(What the task asks): Turn the part of the listing below that opens with the line containing "point: green tree" and closes with the line containing "column 237, row 269" into a two-column CSV with the headers text and answer. Give one row per labeling instruction with its answer, putting each value in a single quoted field and replacing line breaks with spaces.

====== Excerpted data ======

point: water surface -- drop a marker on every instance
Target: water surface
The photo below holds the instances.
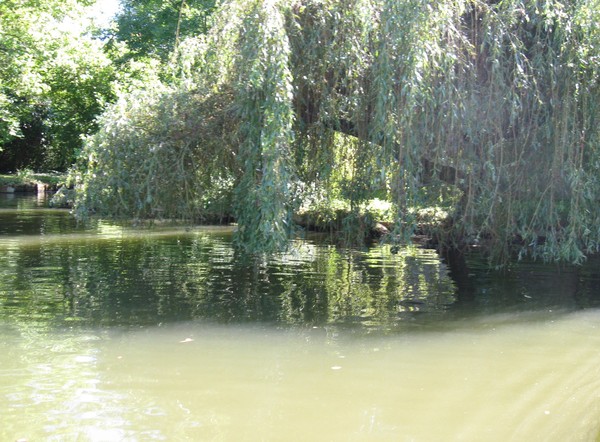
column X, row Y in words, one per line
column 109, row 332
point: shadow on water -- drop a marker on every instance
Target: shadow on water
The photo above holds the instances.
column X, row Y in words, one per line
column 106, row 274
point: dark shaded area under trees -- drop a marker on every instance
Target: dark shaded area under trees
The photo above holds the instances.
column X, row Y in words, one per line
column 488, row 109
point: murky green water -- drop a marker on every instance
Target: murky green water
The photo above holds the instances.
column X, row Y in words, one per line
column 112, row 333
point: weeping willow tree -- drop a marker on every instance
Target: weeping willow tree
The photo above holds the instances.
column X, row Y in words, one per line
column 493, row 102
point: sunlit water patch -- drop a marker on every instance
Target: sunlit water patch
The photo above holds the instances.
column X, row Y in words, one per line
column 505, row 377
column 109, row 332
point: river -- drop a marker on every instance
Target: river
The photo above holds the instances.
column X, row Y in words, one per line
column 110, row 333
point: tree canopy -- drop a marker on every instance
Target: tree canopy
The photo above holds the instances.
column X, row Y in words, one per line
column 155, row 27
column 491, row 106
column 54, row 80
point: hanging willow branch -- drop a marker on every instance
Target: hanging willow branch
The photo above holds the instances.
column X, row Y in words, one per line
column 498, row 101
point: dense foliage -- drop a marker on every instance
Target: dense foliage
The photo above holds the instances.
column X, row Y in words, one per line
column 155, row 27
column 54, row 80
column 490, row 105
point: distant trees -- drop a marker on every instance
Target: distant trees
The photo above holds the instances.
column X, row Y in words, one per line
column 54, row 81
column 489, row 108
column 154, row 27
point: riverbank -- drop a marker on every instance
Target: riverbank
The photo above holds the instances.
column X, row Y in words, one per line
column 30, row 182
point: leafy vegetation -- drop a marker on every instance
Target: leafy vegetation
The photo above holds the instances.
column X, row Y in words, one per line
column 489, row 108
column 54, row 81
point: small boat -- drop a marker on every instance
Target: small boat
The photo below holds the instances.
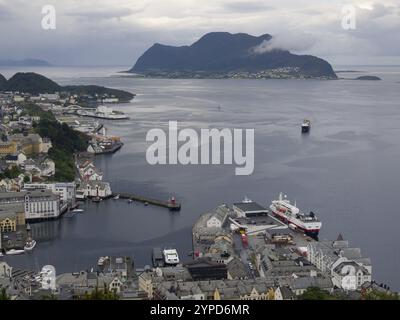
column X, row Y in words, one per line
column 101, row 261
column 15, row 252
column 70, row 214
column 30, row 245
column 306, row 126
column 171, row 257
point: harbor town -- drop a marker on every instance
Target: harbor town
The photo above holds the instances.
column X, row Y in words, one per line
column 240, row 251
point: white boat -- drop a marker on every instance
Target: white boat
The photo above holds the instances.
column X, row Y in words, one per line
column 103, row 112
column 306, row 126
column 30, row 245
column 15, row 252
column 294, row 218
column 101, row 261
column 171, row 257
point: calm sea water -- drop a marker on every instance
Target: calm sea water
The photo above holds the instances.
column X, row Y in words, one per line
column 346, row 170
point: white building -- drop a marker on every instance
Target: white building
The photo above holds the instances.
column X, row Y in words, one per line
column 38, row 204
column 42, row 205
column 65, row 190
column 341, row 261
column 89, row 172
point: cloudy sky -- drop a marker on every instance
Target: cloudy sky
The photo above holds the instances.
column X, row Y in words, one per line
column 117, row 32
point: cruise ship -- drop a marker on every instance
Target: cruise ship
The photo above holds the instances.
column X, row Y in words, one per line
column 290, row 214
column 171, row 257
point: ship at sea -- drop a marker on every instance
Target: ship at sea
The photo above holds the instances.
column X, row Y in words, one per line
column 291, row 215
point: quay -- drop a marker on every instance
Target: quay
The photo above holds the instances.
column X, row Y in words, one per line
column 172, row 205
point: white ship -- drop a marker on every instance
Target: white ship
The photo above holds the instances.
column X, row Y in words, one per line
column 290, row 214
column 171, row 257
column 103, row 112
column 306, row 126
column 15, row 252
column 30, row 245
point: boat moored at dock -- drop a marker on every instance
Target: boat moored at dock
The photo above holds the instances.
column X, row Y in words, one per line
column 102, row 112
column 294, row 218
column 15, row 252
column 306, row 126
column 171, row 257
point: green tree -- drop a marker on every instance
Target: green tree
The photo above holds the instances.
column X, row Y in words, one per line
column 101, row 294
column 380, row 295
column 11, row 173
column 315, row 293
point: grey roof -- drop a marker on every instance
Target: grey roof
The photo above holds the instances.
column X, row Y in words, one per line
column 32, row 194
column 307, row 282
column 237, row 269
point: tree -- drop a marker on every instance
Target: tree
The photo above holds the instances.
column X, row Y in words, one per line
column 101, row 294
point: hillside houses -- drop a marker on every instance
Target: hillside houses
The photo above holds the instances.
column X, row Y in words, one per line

======
====== Excerpted data ======

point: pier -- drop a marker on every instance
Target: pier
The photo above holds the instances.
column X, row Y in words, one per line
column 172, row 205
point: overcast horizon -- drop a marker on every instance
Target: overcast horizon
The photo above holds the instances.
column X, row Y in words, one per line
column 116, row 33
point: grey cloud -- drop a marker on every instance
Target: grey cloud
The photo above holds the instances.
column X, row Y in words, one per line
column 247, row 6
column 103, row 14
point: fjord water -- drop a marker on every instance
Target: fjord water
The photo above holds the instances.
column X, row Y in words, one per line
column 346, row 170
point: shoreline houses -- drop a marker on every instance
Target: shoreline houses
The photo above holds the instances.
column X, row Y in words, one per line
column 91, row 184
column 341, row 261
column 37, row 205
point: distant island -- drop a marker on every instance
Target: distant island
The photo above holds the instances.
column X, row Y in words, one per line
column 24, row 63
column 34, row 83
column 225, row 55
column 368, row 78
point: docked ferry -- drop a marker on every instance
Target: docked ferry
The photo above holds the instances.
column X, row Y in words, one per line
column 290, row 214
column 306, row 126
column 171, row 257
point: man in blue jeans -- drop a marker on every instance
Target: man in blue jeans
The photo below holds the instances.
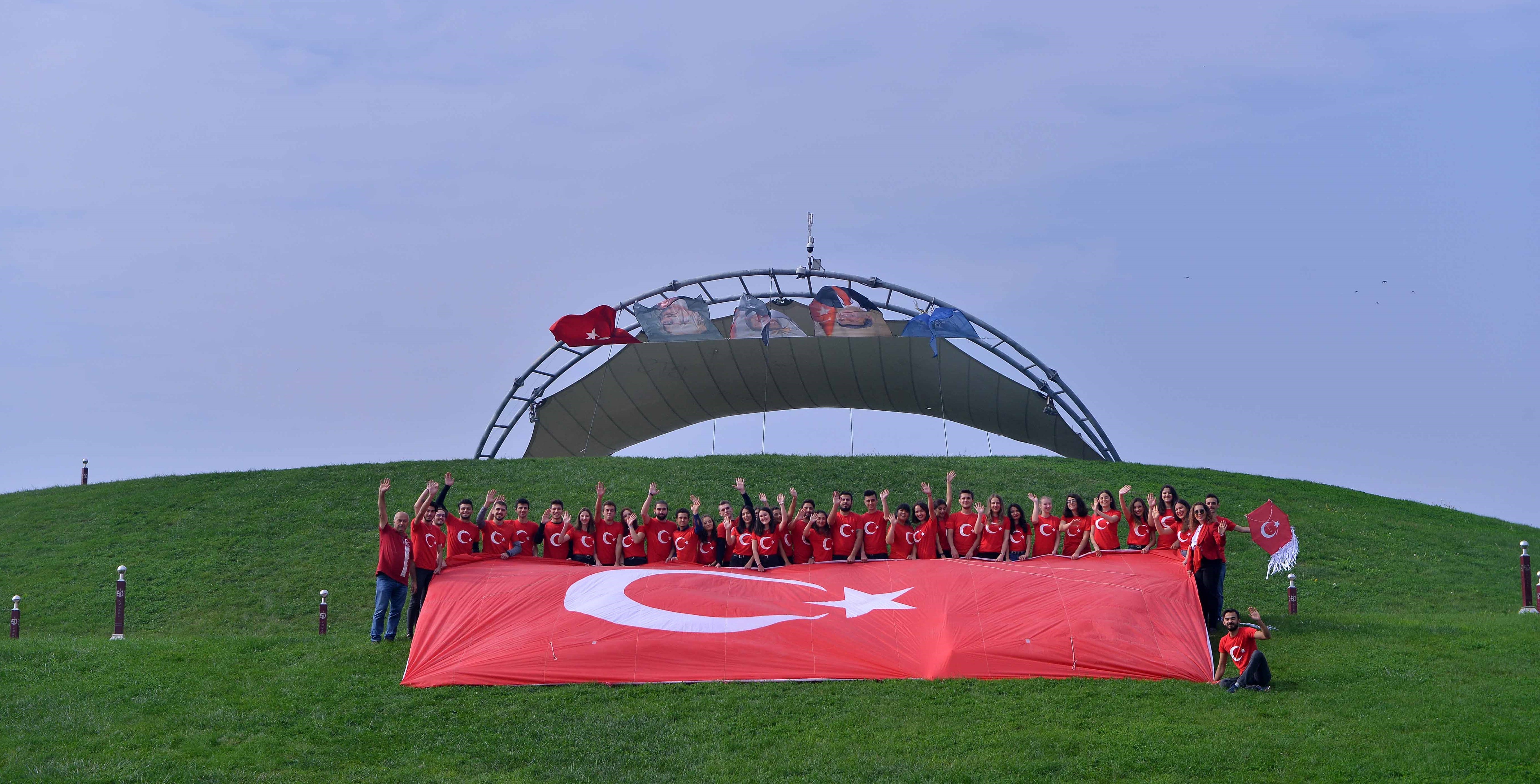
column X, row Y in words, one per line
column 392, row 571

======

(Written solution):
text,answer
"point: green tree -- drop a marker on every instance Target: green tree The photo above holds the instances. column X, row Y in words, one per line","column 101, row 294 column 380, row 295 column 11, row 173 column 315, row 293"
"point: grey roof -- drop a marker on every instance Target: grey roof The photo above holds the instances. column X, row Y in words, one per line","column 32, row 194 column 307, row 282 column 237, row 269"